Sezione di testo:
"""

22. Beati voi, quando gli uomini vi odieranno e quando vi metteranno al bando e vi insulteranno e disprezzeranno il vostro nome come infame, a causa del Figlio dell'uomo.

La quarta beatitudine è più articolata e si stacca dal blocco precedente, in essa si dice esplicitamente che la sofferenza ha luogo a causa del Figlio dell'uomo, ossia della fede in Gesù, Luca usa quattro verbi per descriverla: l'odio (spesso descritto nell'A.T. è l'atteggiamento di chi si oppone al popolo di Dio, cfr. Is 66,5; Sal 69,5), anche Lc 1,71; 21,12; il mettere al bando, ossia il separare, nel senso sociale di rompere le relazioni; l'insulto, nella Bibbia atteggiamento di chi disprezza l'uomo giusto (Is 51,7; Sal 98,51s) e nel N.T. in 1Pt 4,14: "Beati voi, se venite insultati per il nome di Cristo..."; e il disprezzo; senso proprio dell'espressione semita èi lanciare accuse, diffamare, che Luca adatta aggiungendo come e facendo riferimento al nome cristiano, perché in quanto cristiani i credenti sono respinti e diffamati.

Questo versetto è declinato al futuro e non riguarda tutti ma solo una categoria di persone: è la situazione dei primi credenti, ancora legati al mondo ebraico che però li osteggia per la loro adesione al messaggio di Cristo Gesù. I discepoli di Gesù condividono la condizione dei poveri, perché per essere fedeli a Lui si espongono all'insicurezza e all'emarginazione di un mondo che ragione secondo altri criteri, quelli della forza della ricchezza, ecc.

Il titolo Figlio dell'uomo presenta Gesù come giudice escatologico e anticipa il rovesciamento della situazione indicata dal versetto successivo.

23. Rallegratevi in quel giorno ed esultate perché, ecco, la vostra ricompensa è grande nel cielo. Allo stesso modo infatti agivano i loro padri con i profeti.

L'invito alla gioia in questo versetto è intenso, Luca usa il verbo skirtan, (lo stesso di 1,41.11) esultare, letteralmente saltellare, perché il tempo della prova dà la certezza di ricevere il dono dell'amore di Dio Padre, la grande ricompensa, che è ora posta nel cielo (al singolare come fa sempre Luca), ossia dopo la morte; non si tratta quindi in questo contesto della prossimità del Regno di Dio, come nel senso primitivo che la beatitudine dei poveri sopra descritta aveva sulla bocca di Gesù.

"""

Cosa fare:
A. Elenca tutti gli atteggiamenti che, secondo il commento alle beatitudini, Luca indica con quattro verbi per descrivere la sofferenza nel versetto 22.
B. Stabilisci se ciascuna affermazione concorda con il commento alle beatitudini e riporta le parole del testo che lo decidono: (i) il versetto 22 è declinato al futuro; (ii) il versetto 22 riguarda tutti; (iii) il verbo skirtan significa letteralmente saltellare.
C. Scrivi il seguito del commento alle beatitudini a partire dalla sua ultima frase.

Righe memorizzate:
"""

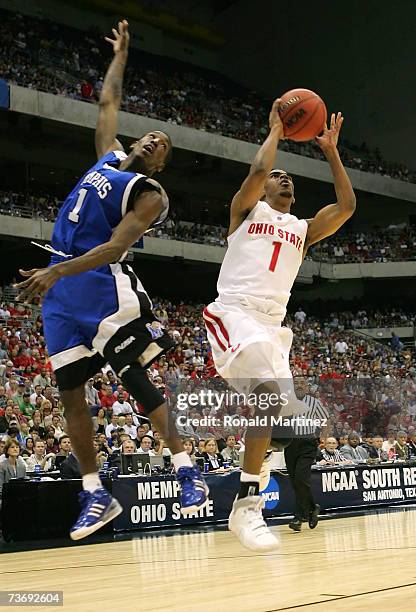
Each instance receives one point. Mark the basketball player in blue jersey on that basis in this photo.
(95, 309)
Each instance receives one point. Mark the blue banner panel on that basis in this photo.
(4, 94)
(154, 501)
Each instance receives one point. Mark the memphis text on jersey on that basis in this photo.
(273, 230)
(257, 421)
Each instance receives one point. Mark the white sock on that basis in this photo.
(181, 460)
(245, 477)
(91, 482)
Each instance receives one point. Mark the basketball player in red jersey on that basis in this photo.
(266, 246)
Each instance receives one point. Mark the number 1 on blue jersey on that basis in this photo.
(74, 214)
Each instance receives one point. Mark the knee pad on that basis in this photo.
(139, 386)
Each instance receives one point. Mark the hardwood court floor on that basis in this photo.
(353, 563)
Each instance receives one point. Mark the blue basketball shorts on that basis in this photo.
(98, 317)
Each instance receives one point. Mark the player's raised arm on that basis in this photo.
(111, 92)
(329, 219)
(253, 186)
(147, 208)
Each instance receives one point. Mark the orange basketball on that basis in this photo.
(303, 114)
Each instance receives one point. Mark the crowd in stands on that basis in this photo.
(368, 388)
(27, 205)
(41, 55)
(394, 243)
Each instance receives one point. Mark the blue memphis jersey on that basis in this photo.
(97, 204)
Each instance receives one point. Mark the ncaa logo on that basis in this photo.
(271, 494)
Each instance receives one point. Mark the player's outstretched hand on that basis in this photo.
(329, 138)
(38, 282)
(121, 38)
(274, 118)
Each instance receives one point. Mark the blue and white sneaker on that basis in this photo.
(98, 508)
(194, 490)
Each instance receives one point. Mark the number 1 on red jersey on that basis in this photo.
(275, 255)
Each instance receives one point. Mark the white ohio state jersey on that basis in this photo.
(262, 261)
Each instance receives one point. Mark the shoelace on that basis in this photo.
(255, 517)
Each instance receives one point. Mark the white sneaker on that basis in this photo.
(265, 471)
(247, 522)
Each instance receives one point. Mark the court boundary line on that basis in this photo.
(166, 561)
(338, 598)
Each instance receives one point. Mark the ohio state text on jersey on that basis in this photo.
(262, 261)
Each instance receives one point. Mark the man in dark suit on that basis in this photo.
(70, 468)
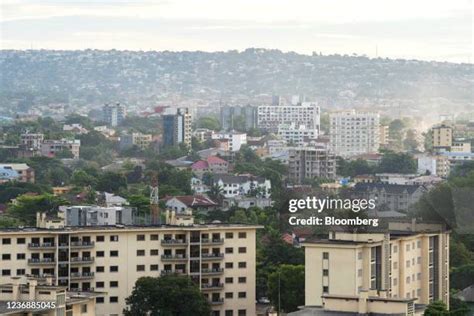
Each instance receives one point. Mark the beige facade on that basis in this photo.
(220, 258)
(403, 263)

"""
"""

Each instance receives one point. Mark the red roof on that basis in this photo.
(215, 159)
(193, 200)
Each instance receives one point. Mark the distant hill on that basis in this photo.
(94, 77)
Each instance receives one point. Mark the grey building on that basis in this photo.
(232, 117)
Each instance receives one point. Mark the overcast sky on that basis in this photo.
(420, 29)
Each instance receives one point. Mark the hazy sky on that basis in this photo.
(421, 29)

"""

Risposte ai compiti:
A. l'odio, il mettere al bando, l'insulto, il disprezzo

B.
(i) Sì: «Questo versetto è declinato al futuro»
(ii) No: «non riguarda tutti ma solo una categoria di persone»
(iii) Sì: «esultare, letteralmente saltellare»

C.
Il riferimento alla persecuzione sofferta dai profeti è un'idea comune al tempo di Gesù e da Lui condivisa; il N.T. la riprende in diversi passi (cfr. Mc 6,4; Lc 11,47; At 7,51; 1Ts 2,15, ecc); sebbene il testo si riferisca chiaramente alla situazione della chiesa primitiva non è escluso che Gesù abbia previsto l'opposizione che avrebbero incontrato gli apostoli (e di conseguenza tutti i discepoli) e l'abbia espressa con il tema del giusto perseguitato.

24. Ma guai a voi, ricchi, perché avete già ricevuto la vostra consolazione. 25. Guai a voi, che ora siete sazi, perché avrete fame. Guai a voi, che ora ridete, perché sarete nel dolore e piangerete.

Specifici di Luca i quattro guai sono costruiti sulla base delle precedenti beatitudini; le prime tre sono speculari ai vv. 20-21. Anche qui nel secondo e terzo guai Luca aggiunge ora.

La ricchezza è presentata come un rischio reale e pericoloso perché dà una falsa sicurezza; il ricco si sente autosufficiente e ritiene superfluo Dio, non si cura dei bisogni dei poveri, chiudendosi nell'egoismo, non pensa al suo destino eterno. Per questo i ricchi hanno già ricevuto quanto è loro dovuto (l'evangelista utilizza un termine strettamente commerciale); chiusi nella prospettiva mondana non si aspettano niente oltre la morte.

Per l'evangelista la ricchezza è un pericolo permanente per tutti; egli è preoccupato che il cuore delle persone si chiuda al dono di Dio, un dono che viene loro incontro nel vangelo di Gesù.

L'invito scritto tra le righe di questi versetti è allora quello di aprire il cuore per disposi al dono, alla condivisione e alla comunione con Dio e con i fratelli (vedi Lc 16,19-25).

26. Guai, quando tutti gli uomini diranno bene di voi. Allo stesso modo infatti agivano i loro padri con i falsi profeti».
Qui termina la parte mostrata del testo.